▶ REQUIREMENT: Find each line in the records below that contains the word "every", with case counting, and copy those lines out.
>> begin RECORDED INFORMATION
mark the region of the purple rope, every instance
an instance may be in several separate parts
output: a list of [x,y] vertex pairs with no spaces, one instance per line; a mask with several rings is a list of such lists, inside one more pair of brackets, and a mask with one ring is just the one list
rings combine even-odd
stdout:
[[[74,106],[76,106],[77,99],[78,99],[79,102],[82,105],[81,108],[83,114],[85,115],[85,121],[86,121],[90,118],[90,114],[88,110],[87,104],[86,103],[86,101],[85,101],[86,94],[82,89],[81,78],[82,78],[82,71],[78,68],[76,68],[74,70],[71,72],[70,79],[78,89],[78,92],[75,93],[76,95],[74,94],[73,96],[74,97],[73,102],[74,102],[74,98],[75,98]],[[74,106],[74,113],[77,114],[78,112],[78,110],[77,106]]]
>> end RECORDED INFORMATION
>> begin RECORDED INFORMATION
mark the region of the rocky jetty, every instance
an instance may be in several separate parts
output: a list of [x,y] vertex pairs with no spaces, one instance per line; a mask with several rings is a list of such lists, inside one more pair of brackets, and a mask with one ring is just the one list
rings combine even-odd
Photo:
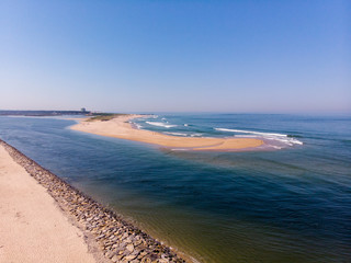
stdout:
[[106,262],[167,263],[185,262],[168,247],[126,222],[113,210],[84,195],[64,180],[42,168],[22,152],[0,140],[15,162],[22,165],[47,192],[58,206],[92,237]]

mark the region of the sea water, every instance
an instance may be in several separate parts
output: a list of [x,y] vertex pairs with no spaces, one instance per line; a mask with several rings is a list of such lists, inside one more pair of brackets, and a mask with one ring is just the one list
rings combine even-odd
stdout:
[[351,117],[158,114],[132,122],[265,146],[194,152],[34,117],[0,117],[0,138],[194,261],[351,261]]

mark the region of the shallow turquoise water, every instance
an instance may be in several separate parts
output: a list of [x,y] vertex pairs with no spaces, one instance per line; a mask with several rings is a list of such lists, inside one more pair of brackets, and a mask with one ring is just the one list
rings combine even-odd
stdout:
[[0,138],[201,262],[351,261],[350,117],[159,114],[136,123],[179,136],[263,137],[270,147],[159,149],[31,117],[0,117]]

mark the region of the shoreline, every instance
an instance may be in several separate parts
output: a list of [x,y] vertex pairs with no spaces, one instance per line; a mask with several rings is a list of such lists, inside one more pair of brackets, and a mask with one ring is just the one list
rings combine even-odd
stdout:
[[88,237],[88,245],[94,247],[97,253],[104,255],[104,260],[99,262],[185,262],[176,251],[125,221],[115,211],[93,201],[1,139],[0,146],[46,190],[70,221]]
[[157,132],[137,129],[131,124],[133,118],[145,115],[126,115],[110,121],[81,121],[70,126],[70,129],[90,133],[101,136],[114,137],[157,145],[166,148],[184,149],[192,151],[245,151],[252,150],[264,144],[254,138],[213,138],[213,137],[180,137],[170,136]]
>> end RECORDED INFORMATION
▶ THE SOLUTION:
mark the region of the purple rope, every instance
mark the region of the rocky jetty, every instance
mark the region of the sea water, every instance
mark the region of the shallow turquoise water, every instance
mark the region of the shoreline, every instance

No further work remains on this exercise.